WHAT THIS TASK INVOLVES
Write down exactly the lines from the one with "white dress shirt." to the end of the data, first and last included, and no others.

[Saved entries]

# # # # # # #

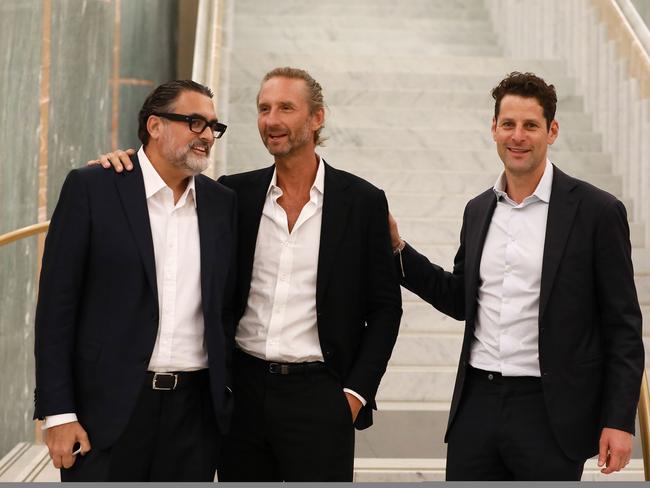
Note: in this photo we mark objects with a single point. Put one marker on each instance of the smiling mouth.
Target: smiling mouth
(518, 150)
(201, 150)
(275, 137)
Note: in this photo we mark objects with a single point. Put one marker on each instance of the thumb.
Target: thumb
(603, 446)
(84, 442)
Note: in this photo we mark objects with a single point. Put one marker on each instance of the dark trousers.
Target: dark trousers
(293, 427)
(171, 436)
(502, 432)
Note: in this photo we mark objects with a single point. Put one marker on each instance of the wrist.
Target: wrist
(398, 246)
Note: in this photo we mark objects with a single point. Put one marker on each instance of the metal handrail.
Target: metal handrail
(30, 230)
(644, 425)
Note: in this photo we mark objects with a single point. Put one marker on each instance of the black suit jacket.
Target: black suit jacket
(358, 300)
(590, 344)
(97, 312)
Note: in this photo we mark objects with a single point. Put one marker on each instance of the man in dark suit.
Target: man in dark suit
(133, 348)
(317, 302)
(552, 357)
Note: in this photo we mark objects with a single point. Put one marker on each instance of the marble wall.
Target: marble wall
(73, 75)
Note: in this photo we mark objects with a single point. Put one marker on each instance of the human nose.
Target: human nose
(518, 133)
(207, 134)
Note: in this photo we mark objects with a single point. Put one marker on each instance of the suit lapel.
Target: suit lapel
(130, 187)
(251, 200)
(561, 213)
(208, 220)
(476, 230)
(334, 219)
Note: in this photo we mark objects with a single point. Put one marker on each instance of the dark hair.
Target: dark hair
(314, 91)
(527, 85)
(161, 100)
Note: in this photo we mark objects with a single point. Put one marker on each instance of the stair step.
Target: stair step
(345, 117)
(370, 33)
(381, 470)
(257, 63)
(384, 47)
(446, 21)
(417, 384)
(246, 157)
(446, 231)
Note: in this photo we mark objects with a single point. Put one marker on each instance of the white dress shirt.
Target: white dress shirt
(180, 344)
(279, 323)
(507, 320)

# # # # # # #

THE ANSWER
Note: in this photo we mark objects with a single point. Put one marker on each instance of the white dress shirt.
Target: white dress shirt
(180, 344)
(279, 323)
(507, 320)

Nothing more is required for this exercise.